— Begin TEXT SEGMENT —

Book industry website Shelf Awareness (get it?) turns its eye to little ole Norwich Bookstore, and joy! joy! Tim Traver turns out to be one of the co-stars.

Holiday Hum: Sales, No Snow at Norwich Bookstore

Located in a shopping center with several other retailers, the Norwich Bookstore in Norwich, Vt., was spared Black Friday mania. “We’re not in a mall,” co-owner Liza Bernard said. “We actually had a very good weekend, but there were no fisticuffs in aisle two, as they said.”

Sales have been on target and the mood of customers upbeat, and Bernard expects shopping to begin in earnest with the first snowfall. “I think people aren’t really feeling like it’s the holidays yet,” in part, she explained, because of unseasonably warm weather. “People are walking around in sweaters instead of coats.”

Popular choices for those who have begun their holiday book buying include coffee table books, which “are flying off the shelves,” Bernard said, among them gardening-themed tomes as well as Annie Liebovitz’s A Photographer’s Life: 1990-2005. An event this week for Perfume: Joy, Scandal, Sin–A Cultural History of Fragrance from 1750 to the Present with local author Richard Stamelman should raise customer awareness for what Bernard describes as “a drop dead gorgeous book.”

On December 13, the store will host local authors Sally Brady, Luciana Frigerio, Sara Pinto and Sarah Underwood, who have written Sweet Memories: A Gingerbread Family Scrapbook. “It’s a good Christmas gift book,” said Bernard. “It’s very funny.”

— End TEXT SEGMENT —
— Begin RECORDS SHOWN —

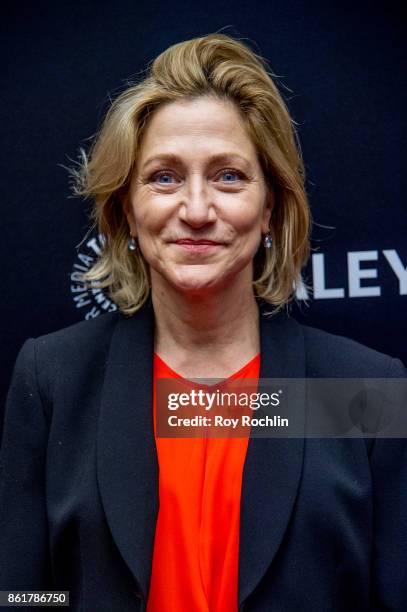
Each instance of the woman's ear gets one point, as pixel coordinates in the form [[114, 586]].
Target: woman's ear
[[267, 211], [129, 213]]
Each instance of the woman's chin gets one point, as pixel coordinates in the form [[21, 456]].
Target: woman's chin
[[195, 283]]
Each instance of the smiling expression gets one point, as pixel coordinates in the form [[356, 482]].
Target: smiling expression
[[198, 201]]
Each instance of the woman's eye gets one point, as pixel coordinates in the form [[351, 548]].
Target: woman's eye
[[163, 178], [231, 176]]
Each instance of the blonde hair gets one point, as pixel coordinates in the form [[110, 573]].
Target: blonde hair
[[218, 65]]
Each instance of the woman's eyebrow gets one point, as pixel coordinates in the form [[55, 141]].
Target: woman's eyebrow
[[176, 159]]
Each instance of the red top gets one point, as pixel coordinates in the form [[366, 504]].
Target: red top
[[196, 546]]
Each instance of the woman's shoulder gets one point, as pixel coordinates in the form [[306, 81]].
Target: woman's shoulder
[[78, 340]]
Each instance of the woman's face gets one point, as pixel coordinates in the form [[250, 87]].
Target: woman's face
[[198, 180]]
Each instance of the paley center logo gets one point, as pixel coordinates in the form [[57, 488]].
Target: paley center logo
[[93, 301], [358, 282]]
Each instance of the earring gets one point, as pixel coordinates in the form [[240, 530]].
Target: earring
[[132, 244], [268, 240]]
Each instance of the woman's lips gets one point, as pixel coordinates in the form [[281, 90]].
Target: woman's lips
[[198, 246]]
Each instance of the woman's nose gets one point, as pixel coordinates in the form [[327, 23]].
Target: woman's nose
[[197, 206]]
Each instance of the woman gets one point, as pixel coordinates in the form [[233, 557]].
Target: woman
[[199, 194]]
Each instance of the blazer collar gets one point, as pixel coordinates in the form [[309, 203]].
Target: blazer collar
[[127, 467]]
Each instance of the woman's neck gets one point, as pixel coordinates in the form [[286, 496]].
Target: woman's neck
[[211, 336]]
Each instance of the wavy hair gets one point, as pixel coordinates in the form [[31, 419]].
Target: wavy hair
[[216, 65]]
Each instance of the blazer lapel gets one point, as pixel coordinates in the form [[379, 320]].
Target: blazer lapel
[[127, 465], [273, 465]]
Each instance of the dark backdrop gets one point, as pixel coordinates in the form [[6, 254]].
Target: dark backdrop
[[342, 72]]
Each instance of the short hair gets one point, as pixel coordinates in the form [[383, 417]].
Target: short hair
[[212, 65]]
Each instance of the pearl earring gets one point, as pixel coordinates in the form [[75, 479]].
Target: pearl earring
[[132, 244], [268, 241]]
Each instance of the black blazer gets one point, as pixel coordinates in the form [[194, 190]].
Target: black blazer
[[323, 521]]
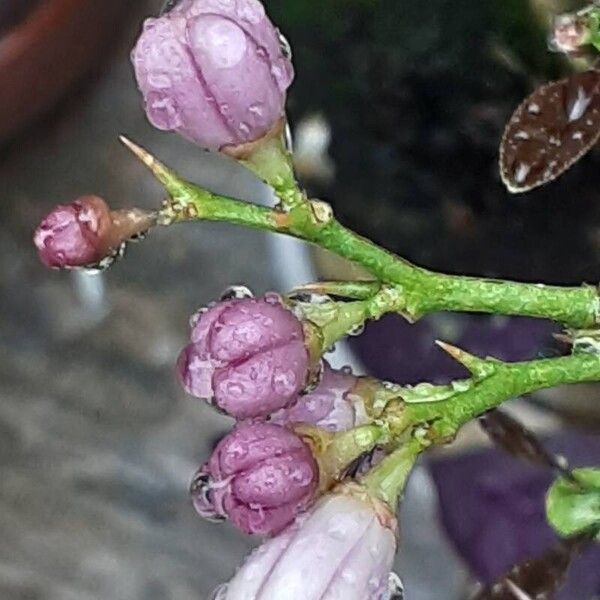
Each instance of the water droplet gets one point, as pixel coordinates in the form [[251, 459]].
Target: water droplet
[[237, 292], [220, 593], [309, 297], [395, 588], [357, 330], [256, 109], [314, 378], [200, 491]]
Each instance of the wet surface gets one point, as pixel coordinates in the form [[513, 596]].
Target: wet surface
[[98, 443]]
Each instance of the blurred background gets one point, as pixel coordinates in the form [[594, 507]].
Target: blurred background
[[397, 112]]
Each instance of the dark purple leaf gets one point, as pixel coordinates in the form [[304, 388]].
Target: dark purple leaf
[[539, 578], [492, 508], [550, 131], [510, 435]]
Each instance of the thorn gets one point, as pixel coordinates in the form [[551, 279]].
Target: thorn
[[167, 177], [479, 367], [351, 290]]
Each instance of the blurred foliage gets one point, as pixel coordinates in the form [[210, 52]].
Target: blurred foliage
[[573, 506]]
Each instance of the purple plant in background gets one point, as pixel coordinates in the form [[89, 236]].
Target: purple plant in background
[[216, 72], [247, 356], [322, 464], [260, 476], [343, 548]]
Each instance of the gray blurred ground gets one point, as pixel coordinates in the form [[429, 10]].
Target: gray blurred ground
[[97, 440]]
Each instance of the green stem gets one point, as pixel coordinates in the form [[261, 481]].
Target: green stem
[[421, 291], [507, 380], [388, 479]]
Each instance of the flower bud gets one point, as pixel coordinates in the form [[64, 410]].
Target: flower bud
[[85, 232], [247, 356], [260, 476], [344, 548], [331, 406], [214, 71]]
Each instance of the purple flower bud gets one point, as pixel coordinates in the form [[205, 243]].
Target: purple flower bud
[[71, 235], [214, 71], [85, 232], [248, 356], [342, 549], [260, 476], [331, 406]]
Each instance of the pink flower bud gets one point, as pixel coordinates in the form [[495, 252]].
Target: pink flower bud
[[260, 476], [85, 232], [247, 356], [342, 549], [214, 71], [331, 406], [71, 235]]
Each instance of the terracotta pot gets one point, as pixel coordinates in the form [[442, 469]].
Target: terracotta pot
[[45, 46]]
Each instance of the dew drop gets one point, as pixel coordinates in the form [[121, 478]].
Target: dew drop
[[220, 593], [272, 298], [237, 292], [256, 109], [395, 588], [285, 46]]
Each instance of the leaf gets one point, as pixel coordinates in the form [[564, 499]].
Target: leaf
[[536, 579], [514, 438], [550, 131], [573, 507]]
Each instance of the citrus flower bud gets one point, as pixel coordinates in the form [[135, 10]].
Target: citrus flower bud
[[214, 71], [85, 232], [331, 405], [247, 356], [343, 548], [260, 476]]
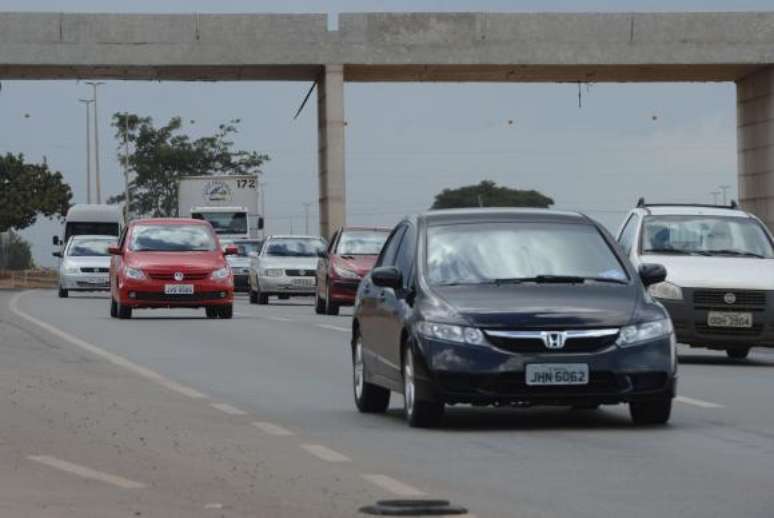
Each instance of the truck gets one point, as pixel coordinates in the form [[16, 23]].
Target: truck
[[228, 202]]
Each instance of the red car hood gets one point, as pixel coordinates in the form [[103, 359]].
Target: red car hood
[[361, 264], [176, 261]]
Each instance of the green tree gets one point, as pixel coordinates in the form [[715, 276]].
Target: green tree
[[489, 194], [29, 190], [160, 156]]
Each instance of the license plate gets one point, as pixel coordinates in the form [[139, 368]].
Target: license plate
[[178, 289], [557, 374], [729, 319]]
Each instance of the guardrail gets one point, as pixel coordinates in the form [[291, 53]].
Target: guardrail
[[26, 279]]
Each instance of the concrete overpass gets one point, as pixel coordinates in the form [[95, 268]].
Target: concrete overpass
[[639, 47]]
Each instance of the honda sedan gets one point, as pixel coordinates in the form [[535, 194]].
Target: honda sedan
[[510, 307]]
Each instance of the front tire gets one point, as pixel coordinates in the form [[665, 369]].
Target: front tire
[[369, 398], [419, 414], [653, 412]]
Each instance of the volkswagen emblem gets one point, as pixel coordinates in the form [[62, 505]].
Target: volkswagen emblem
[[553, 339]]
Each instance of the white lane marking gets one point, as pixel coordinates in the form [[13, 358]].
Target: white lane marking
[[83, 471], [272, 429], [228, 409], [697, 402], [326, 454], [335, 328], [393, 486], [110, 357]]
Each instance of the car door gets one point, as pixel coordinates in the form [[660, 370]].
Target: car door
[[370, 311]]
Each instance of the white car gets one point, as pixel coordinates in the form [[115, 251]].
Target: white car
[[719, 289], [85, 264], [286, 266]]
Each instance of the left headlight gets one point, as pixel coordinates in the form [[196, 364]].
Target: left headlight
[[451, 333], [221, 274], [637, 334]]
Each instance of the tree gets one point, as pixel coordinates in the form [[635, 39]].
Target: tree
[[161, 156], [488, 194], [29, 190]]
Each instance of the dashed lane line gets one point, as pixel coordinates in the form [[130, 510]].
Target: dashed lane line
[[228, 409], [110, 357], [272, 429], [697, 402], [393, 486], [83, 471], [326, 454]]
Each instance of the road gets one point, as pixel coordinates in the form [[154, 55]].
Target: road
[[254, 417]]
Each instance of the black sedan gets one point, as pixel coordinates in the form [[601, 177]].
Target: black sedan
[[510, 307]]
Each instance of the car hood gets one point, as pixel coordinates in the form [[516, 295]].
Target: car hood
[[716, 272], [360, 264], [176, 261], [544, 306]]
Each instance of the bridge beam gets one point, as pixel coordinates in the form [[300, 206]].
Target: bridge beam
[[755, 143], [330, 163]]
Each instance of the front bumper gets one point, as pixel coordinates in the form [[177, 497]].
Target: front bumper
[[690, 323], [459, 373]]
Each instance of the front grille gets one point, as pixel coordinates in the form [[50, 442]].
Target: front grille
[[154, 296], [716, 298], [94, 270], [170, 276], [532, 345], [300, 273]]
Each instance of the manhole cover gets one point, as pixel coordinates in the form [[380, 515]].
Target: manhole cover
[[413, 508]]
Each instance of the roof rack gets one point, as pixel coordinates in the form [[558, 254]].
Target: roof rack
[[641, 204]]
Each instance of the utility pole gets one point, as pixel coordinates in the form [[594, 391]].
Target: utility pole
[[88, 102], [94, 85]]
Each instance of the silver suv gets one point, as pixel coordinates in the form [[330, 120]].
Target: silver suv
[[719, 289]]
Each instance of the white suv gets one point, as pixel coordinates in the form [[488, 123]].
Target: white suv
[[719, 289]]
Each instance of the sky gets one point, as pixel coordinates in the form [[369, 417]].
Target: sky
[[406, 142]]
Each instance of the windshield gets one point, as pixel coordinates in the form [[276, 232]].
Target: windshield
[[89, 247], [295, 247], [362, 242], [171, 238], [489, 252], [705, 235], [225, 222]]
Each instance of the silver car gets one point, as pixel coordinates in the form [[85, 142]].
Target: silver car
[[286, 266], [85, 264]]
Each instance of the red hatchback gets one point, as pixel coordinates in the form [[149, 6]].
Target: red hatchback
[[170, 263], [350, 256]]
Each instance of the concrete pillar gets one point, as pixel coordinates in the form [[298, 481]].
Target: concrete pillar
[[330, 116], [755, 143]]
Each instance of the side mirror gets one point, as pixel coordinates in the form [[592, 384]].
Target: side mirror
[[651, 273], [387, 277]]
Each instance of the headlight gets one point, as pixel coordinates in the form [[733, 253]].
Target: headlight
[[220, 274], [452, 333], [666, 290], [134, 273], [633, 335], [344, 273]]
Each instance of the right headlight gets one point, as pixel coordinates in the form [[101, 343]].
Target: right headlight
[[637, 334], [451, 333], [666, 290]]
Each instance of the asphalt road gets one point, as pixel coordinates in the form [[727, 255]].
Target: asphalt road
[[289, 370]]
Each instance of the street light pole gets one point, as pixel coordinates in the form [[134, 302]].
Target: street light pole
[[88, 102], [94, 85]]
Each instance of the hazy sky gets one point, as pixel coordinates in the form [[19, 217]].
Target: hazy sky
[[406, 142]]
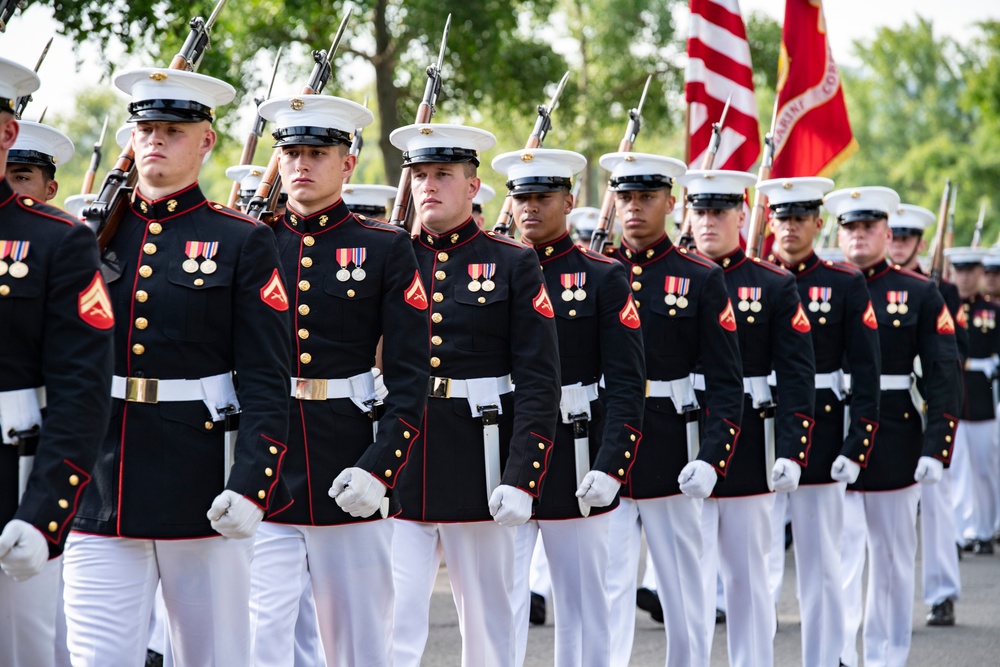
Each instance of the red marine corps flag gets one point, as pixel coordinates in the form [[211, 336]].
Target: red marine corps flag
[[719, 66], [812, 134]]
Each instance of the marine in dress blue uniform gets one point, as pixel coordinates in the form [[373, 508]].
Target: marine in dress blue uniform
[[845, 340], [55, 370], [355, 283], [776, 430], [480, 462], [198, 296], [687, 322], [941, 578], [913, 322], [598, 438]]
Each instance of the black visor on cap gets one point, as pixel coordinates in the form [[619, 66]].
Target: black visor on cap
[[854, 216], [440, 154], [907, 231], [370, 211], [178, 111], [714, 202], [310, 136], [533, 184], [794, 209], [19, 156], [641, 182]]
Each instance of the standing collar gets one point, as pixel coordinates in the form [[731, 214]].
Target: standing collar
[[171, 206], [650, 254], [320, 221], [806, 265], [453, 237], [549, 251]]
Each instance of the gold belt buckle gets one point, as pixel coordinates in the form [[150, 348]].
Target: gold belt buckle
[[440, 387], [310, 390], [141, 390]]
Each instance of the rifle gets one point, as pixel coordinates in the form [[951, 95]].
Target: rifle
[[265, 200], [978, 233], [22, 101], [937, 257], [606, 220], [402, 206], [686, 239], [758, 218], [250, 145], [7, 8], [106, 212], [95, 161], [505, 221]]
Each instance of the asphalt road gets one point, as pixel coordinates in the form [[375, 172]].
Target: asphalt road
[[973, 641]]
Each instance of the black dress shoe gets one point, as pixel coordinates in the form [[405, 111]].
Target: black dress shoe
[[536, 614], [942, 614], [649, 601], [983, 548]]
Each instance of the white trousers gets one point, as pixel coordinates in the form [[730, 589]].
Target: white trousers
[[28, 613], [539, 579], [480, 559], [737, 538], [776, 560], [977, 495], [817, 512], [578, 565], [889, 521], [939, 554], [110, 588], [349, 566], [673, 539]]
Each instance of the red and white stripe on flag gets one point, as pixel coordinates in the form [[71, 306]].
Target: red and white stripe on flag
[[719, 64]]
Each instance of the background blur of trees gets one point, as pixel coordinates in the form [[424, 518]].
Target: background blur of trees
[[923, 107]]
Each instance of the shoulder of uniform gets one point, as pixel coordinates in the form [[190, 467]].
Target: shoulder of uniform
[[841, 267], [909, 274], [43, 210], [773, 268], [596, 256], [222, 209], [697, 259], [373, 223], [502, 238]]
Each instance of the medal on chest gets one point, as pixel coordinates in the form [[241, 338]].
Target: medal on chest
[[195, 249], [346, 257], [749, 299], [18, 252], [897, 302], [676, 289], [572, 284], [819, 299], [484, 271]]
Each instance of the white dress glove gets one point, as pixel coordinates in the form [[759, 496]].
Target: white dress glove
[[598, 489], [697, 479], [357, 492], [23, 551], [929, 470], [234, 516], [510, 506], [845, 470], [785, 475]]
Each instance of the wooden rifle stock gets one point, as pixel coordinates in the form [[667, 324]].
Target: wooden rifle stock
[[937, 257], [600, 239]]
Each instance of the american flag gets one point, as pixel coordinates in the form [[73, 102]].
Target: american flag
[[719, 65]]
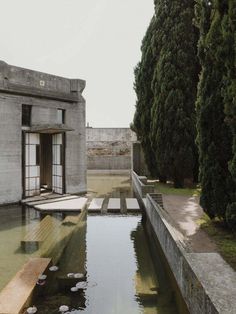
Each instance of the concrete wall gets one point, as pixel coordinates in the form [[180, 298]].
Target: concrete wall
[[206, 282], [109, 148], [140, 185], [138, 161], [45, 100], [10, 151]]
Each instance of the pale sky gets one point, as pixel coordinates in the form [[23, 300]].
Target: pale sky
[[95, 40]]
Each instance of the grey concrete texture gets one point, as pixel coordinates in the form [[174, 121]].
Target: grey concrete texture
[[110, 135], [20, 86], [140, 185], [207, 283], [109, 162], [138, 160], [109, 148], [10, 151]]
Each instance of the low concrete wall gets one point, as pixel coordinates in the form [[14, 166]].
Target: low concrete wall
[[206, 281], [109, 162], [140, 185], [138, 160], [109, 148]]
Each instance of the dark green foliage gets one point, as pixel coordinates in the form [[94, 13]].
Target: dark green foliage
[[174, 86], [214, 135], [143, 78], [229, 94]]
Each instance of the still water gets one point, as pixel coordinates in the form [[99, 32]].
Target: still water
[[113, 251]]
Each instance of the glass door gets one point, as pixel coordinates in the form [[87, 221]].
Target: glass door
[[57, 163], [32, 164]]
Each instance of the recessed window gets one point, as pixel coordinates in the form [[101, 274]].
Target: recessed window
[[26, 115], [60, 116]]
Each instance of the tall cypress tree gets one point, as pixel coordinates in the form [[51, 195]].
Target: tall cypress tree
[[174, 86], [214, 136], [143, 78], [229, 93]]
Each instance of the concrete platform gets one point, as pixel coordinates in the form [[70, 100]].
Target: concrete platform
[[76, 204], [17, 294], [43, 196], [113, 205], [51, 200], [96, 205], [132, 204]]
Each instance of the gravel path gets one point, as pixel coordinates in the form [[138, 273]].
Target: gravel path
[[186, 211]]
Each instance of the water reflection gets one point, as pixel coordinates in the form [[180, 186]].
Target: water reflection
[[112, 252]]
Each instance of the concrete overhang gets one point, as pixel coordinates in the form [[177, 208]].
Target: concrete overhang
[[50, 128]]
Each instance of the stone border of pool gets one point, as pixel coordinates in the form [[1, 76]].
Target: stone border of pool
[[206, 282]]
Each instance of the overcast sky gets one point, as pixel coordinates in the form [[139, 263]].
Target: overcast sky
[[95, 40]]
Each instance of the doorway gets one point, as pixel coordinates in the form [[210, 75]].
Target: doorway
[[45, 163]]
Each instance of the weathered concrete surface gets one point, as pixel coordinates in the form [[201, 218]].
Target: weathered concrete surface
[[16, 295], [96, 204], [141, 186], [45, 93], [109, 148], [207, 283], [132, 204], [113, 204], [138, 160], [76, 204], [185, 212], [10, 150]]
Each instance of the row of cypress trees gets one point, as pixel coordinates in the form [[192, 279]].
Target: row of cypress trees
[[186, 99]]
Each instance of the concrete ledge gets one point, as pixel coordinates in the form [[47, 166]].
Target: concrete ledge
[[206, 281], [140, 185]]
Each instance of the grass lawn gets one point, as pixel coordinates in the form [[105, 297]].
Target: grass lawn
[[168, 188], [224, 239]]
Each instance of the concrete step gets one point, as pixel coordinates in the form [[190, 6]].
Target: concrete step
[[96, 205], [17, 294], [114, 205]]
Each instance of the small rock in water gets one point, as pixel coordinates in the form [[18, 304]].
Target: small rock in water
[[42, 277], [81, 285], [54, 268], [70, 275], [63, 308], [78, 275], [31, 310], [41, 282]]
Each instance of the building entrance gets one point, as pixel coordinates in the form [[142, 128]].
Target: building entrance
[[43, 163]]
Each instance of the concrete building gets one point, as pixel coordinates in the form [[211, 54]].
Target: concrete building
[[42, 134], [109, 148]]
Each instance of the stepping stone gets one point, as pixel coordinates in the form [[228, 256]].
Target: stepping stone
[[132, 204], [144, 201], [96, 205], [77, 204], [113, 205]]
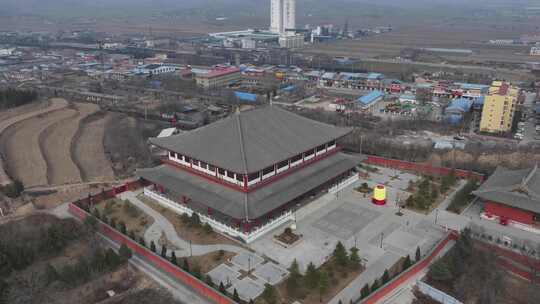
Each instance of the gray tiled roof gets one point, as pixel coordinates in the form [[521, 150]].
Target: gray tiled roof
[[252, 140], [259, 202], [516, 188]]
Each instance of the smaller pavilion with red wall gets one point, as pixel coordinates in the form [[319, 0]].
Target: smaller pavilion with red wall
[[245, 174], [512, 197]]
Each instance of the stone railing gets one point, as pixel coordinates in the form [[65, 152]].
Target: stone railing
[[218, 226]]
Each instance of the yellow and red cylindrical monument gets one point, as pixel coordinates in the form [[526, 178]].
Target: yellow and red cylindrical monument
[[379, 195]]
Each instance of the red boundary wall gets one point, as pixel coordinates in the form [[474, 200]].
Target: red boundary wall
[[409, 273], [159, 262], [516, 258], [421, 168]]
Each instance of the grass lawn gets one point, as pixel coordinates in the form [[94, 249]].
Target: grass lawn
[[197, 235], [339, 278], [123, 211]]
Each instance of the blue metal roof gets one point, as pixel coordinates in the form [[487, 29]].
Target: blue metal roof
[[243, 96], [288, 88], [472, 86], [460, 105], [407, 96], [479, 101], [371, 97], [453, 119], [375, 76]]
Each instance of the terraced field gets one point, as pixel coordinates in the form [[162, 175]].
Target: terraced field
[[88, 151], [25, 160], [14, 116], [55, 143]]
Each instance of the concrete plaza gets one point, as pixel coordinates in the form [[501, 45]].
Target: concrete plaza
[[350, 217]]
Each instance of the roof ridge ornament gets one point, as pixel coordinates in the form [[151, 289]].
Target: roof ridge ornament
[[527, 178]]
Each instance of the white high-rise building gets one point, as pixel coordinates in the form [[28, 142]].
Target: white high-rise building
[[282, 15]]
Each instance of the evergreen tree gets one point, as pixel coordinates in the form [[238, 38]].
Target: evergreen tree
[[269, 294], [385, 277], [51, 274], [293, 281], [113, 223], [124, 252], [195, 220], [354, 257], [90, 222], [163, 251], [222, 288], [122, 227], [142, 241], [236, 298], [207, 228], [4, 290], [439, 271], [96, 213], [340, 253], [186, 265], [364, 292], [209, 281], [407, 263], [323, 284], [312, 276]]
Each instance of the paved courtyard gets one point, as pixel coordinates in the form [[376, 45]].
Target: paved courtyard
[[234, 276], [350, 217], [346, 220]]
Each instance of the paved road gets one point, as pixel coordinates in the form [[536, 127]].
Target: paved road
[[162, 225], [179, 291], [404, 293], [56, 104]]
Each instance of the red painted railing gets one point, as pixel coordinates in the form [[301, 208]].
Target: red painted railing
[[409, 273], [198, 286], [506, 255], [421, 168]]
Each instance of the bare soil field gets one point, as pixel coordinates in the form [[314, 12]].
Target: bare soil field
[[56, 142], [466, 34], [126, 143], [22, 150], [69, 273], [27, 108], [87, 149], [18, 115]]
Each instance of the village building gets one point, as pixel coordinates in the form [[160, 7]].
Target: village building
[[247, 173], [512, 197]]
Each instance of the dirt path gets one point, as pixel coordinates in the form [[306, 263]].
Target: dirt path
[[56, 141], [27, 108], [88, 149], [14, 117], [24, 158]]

— End RECORDS SHOWN —

### GOAL
Continue the article about holiday sales at the Norwich Bookstore, starting after its last sentence.

### RESPONSE TO THE EXERCISE
A surprise seller is Tim Traver’s Sippewissett: Or, Life on a Salt Marsh. The momentum began with an author event, “and we just keep selling it,” said Bernard. “It’s a really wonderful book. It’s part memoir, part nature writing.” [Emphasis added; can you blame me? -Grasshopper]

Of the current national bestsellers, Bill Bryson’s The Life and Times of the Thunderbolt Kid “is a hot seller,” noted Bernard, as is Charles Frazier’s Thirteen Moons. Handsellers are more important for the store, Bernard said. Two novels benefiting from employee enthusiasm and staff pick signs are The Law of Dreams by Peter Behrens and Forgetfulness by Ward Just.

One book in short supply from the publisher is Kiran Desai’s Man Booker Prize-winning The Inheritance of Loss, a title customers are “buying for their own reading as opposed to gift giving,” said Bernard.

This year the Norwich Bookstore has created a window display with books from the New England Independent Booksellers Association holiday catalogue. “We went all out with that this year,” Bernard said. “They changed their program, and we decided to give it a try.” Catalogues went to the store’s mailing list, and customers have been bringing them in with books circled. A standout is the hardcover edition of Charlotte’s Web. (The film version of E.B. White’s tale opens in theaters December 15).

Perennial holiday favorites for Norwich customers are the books in Houghton Mifflin’s Best American Series, which includes such titles as The Best American Nonrequired Reading 2006 (edited by Dave Eggers), The Best American Mystery Stories 2006 (edited by Scott Turow) and The Best American Short Stories 2006 (edited by Ann Patchett).

Next Thursday the store will participate in a Holiday Festivities event with neighboring businesses in the Norwich Square shopping center, which include a bakery, a wine store, a gift shop and a shoe boutique. Extended store hours, walkways lined with luminaries, a wandering brass band, and wine served at the bookstore will likely enhance consumers’ holiday spirit.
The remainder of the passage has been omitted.